> **Written task**
Return every line of the entries below that contains the word "counter", treating uppercase and lowercase letters as different.

(Bounding box annotation entries)
===============

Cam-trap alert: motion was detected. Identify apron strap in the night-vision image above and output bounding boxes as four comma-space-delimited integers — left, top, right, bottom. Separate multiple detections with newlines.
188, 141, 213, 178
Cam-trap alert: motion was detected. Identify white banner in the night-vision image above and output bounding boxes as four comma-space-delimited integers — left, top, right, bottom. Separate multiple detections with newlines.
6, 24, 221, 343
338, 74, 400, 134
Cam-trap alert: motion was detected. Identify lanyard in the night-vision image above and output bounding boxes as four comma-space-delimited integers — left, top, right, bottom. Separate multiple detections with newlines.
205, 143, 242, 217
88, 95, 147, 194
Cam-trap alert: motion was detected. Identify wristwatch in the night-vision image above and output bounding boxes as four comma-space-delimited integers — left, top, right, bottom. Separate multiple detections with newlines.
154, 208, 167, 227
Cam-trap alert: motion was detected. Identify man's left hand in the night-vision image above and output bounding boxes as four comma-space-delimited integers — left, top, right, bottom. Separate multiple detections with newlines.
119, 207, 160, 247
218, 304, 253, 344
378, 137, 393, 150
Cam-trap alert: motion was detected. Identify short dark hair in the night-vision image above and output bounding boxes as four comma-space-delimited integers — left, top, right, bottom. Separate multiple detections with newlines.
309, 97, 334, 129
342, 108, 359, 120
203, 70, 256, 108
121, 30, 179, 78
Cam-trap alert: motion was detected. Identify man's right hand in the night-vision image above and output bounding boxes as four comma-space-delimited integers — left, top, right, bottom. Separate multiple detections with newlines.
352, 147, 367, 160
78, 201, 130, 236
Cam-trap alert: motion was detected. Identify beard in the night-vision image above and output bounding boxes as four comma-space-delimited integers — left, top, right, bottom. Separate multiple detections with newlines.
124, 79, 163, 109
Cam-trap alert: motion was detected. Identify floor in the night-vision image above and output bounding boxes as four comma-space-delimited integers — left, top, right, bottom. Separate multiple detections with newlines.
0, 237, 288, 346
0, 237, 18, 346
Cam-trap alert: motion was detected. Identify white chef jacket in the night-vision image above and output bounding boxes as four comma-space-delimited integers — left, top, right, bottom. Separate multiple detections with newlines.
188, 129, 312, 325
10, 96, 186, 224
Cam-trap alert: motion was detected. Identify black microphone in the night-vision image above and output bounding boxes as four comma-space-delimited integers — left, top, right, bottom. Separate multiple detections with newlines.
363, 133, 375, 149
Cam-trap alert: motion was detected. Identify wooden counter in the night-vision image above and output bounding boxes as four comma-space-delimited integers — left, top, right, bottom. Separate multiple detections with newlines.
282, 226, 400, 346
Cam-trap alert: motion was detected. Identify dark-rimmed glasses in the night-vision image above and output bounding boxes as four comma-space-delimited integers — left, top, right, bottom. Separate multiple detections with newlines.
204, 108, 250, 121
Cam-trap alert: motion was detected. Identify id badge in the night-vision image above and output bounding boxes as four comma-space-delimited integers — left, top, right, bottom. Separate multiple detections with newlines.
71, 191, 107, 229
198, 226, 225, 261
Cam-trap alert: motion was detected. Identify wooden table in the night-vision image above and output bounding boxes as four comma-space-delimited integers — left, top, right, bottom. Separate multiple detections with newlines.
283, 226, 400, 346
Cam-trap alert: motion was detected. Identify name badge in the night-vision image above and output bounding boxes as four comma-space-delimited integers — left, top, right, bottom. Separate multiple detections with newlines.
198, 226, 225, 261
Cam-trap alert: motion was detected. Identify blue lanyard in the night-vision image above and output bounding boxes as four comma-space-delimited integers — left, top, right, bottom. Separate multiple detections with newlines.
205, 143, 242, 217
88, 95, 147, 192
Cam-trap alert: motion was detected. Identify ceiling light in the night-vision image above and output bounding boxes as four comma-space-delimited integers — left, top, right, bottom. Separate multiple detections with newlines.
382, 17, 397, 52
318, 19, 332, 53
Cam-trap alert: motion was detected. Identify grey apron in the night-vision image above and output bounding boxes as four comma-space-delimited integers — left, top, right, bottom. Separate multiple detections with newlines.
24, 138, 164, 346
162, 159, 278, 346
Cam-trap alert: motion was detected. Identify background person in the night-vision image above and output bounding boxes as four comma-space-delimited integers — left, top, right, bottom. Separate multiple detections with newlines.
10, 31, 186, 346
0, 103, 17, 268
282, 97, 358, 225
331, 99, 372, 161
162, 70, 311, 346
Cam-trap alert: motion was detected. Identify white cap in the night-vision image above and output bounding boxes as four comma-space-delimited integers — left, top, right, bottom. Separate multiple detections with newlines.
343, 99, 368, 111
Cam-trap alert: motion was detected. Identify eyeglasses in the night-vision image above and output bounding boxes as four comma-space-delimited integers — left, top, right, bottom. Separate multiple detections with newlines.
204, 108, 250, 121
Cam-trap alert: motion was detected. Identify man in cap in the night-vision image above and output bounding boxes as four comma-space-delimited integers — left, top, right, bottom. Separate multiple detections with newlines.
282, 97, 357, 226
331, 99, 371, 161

===============

> **Solution below**
Cam-trap alert: motion was detected. Identify wooden counter in the night-vision image above and output bounding boxes as four comma-space-delimited integers — left, top, right, bottom. Separate multiple detections with newlines.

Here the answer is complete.